=== Data in this exercise ===

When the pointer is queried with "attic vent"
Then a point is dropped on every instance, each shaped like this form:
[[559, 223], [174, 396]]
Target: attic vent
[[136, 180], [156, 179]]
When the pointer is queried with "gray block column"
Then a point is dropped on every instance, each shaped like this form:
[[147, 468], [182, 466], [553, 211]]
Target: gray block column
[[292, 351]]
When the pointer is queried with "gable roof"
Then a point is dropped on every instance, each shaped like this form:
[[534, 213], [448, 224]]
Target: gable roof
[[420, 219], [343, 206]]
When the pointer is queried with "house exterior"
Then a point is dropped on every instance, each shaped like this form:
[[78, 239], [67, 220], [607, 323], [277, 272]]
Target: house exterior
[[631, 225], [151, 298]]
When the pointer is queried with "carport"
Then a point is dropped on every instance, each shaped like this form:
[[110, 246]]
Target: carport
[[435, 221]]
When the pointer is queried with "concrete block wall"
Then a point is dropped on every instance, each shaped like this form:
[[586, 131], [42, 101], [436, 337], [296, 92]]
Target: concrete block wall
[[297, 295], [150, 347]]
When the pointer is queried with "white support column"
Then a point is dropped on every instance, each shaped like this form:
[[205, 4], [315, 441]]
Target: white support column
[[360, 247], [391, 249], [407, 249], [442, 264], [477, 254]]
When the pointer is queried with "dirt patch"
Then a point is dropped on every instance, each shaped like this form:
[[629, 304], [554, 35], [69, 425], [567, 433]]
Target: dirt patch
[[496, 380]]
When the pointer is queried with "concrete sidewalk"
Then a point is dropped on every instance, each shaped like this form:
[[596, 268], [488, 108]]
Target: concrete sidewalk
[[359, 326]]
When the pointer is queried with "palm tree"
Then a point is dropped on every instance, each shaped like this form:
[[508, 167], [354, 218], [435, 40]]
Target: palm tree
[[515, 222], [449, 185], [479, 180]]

===

§ **What to produce**: In full and without error, give the listing again.

§ **Written solution**:
When the pointer is queried with "attic vent"
Then a point is dropped on every instance, each shaped like this form:
[[559, 223], [174, 396]]
Target: attic vent
[[136, 180], [156, 179]]
When the pointer is queried with "gray block column"
Then a point is dropped on every instance, each shaped like this form:
[[147, 468], [182, 466], [553, 211]]
Target: gray block column
[[292, 351]]
When the pointer is queried with "gable roof"
Then a point is dropped on every instance, each shaped like this form:
[[534, 213], [448, 224]]
Target: gable roof
[[420, 219], [343, 206]]
When the pointer is queried with "house exterior"
Then a point is dropped on every instance, each shaped like this form:
[[78, 239], [67, 220], [607, 323], [277, 272]]
Target: house exterior
[[631, 225], [151, 298]]
When the pointer is queried with "carport"
Then a point is dropped on every instance, each shaped like this form:
[[110, 246]]
Target: carport
[[435, 221]]
When the pointer is queried with "concrete block wall"
Then a point is dropped on every instance, each shaped like this form:
[[586, 131], [42, 101], [436, 337], [296, 92]]
Target: concrete block wall
[[297, 295], [150, 347]]
When the pointer is queried with "white support column"
Then a point is dropped on every instance, each shaped like this form:
[[205, 4], [315, 441]]
Target: white support column
[[360, 247], [391, 249], [407, 249], [442, 264], [477, 254]]
When the pointer is queried with "dirt patch"
Then a point is dropped on every instance, each shaped like this form:
[[629, 304], [554, 35], [69, 425], [567, 433]]
Target: dirt patch
[[496, 380]]
When the pointer is queried with "concrete sidewalk"
Then a point is dropped on every instance, each shaped like this form:
[[596, 268], [488, 108]]
Target: concrete sidewalk
[[359, 326]]
When the pointer is queried with "palm tree"
Then a point is dropped on every instance, each shaped like this form:
[[508, 167], [354, 218], [435, 40]]
Target: palm tree
[[515, 222], [449, 185], [479, 180]]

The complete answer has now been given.